:: READING TEXT ::
Bug 1877833

Summary: etcd is degraded on 4.6 baremetal IPv6 deployments
Product: OpenShift Container Platform Reporter: Stephen Benjamin <stbenjam>
Component: NetworkingAssignee: Dan Winship <danw>
Networking sub component: ovn-kubernetes QA Contact: Chad Crum <ccrum>
Status: CLOSED ERRATA Docs Contact:
Severity: urgent    
Priority: urgent CC: athomas, bjacot, ccrum, danw, mcornea, mvirgil, sbatsche, trozet, yprokule
Version: 4.6Keywords: TestBlocker
Target Milestone: ---   
Target Release: 4.6.0   
Hardware: Unspecified   
OS: Unspecified   
Whiteboard:
Fixed In Version: Doc Type: If docs needed, set a value
Doc Text:
Story Points: ---
Clone Of: Environment:
Last Closed: 2020-10-27 16:39:36 UTC Type: Bug
Regression: --- Mount Type: ---
Documentation: --- CRM:
Verified Versions: Category: ---
oVirt Team: --- RHEL 7.3 requirements from Atomic Host:
Cloudforms Team: --- Target Upstream Version:
Embargoed:

Description Stephen Benjamin 2020-09-10 14:26:11 UTC
When trying to restore IPv6 support for baremetal IPI, etcd has a pod CrashLooping:


"message": "StaticPodsDegraded: pod/etcd-master-2.ostest.test.metalkube.org container \"etcd\" is not ready: CrashLoopBackOff: 

It seems to have difficulty connecting to another host:

"message": "= \"transport: Error while dialing dial tcp [fd2e:6f44:5dd8:c956::16]:2379: connect: connection refused\". Reconnecting...\nW0909 21:07:23.362759       1 clientconn.go:1223] grpc: addrConn.createTransport failed to connect to {https://[fd2e:6f44:5dd8:c956::14]:2379  \u003cnil\u003e 0 \u003cnil\u003e}. 


https://gcsweb-ci.apps.ci.l2s4.p1.openshiftapps.com/gcs/origin-ci-test/pr-logs/pull/openshift_release/11177/rehearse-11177-pull-ci-openshift-baremetal-operator-master-e2e-metal-ipi/1303784256455053312/artifacts/e2e-metal-ipi/baremetalds-devscripts-gather/ has log-bundle tar with control plane and bootstrap logs.

:: PROBLEM SET ::
1. How would you render this sentence from the etcd bug report in Spanish: "When trying to restore IPv6 support for baremetal IPI, etcd has a pod CrashLooping:"?
2. Can you write the next part of the etcd bug report, starting right after its final line?
The source data isn't needed for anything here.

[Source data]
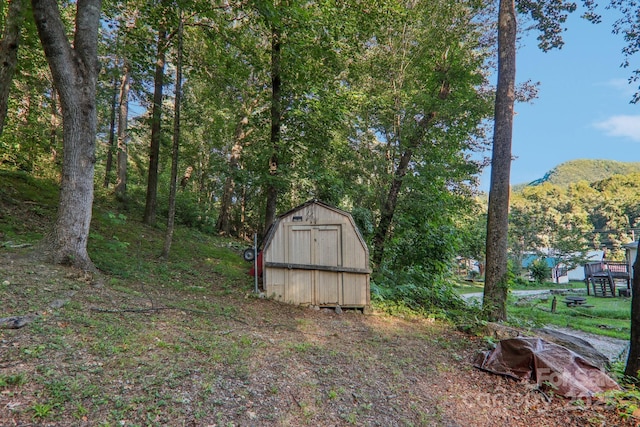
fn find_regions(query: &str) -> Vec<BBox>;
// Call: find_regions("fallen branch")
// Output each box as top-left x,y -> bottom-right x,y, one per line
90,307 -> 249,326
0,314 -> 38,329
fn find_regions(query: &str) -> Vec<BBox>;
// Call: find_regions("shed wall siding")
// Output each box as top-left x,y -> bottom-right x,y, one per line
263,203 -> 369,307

--

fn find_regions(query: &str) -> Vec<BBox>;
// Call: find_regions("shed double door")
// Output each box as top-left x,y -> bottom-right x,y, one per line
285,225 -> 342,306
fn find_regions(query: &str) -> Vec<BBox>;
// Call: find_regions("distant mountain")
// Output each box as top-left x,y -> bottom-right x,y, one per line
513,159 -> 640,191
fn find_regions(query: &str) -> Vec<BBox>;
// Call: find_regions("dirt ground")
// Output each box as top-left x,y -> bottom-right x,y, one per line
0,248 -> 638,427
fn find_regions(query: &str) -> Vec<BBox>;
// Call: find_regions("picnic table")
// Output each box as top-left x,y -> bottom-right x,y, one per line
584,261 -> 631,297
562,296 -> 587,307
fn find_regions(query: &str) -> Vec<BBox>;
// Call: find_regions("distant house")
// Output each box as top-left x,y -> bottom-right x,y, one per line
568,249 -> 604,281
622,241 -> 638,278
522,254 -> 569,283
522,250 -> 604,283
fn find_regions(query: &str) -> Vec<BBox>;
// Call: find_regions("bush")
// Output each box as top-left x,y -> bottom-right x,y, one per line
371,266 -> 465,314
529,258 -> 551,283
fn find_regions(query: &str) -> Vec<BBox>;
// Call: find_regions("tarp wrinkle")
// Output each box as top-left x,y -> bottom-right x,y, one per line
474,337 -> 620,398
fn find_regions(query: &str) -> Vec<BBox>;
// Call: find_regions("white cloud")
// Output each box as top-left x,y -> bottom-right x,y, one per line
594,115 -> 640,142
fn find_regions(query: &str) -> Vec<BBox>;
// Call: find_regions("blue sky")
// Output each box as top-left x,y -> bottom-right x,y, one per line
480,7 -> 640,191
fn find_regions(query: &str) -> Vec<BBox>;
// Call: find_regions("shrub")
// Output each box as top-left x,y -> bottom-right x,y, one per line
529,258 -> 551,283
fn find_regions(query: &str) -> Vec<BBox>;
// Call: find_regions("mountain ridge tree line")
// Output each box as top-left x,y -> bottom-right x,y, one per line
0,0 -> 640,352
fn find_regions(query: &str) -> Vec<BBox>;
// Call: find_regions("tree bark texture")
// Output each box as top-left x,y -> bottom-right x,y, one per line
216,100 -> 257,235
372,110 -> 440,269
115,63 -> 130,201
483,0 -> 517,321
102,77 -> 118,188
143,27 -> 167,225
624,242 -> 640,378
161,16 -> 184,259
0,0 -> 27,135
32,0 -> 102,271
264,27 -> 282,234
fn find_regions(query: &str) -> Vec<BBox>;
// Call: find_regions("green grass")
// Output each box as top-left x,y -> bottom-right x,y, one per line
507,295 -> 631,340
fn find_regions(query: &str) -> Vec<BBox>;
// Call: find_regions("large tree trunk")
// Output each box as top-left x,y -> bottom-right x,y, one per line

--

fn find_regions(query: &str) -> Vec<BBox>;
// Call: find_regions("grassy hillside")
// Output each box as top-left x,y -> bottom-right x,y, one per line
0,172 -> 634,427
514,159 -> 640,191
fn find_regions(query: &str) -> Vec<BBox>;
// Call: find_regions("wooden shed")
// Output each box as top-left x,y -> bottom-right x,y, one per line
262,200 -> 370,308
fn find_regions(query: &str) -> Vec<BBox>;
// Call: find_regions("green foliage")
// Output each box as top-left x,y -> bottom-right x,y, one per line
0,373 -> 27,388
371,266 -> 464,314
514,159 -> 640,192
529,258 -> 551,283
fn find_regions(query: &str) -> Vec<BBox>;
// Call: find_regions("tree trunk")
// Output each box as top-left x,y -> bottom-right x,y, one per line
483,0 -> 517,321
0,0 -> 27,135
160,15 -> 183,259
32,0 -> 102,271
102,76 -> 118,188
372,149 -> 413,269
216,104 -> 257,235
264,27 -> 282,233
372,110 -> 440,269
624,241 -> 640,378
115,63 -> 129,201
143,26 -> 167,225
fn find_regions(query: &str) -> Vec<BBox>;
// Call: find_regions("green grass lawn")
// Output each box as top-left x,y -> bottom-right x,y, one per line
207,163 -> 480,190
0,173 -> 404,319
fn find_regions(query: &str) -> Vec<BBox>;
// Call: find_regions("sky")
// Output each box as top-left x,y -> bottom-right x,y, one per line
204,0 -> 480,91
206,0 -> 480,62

:: SOLVED TASKS ::
1. Al intentar restaurar la compatibilidad con IPv6 para IPI en baremetal, etcd tiene un pod en CrashLooping:

2.
https://github.com/openshift/release/pull/11177 is the PR where we're restoring IPv6 support. It's reliably failing with etcd issues.

Comment 1 Dan Mace 2020-09-10 19:35:09 UTC
etcd appears to be running on the masters and bound to the following addresses:

https://[fd2e:6f44:5dd8:c956::14]:2379
https://[fd2e:6f44:5dd8:c956::15]:2379
https://[fd2e:6f44:5dd8:c956::16]:2379

I agree that there also appears to be some sort of connectivity issue between the members, and possibly between other processes and the members; although the process -> member problems could be a side effect of the etcd members' connectivity issues.

What I'm not clear on is why this implies an issue with etcd. Assuming the etcd processes are bound to the correct interface (please help me verify that), the next place I'd go looking for trouble is in the networking layer. Is there some other piece of evidence I'm missing or misunderstanding which support a suspicion that etcd itself is the cause, especially in the context of a PR introducing significant networking changes?

I'll keep digging a little to see if I can learn more about OVN.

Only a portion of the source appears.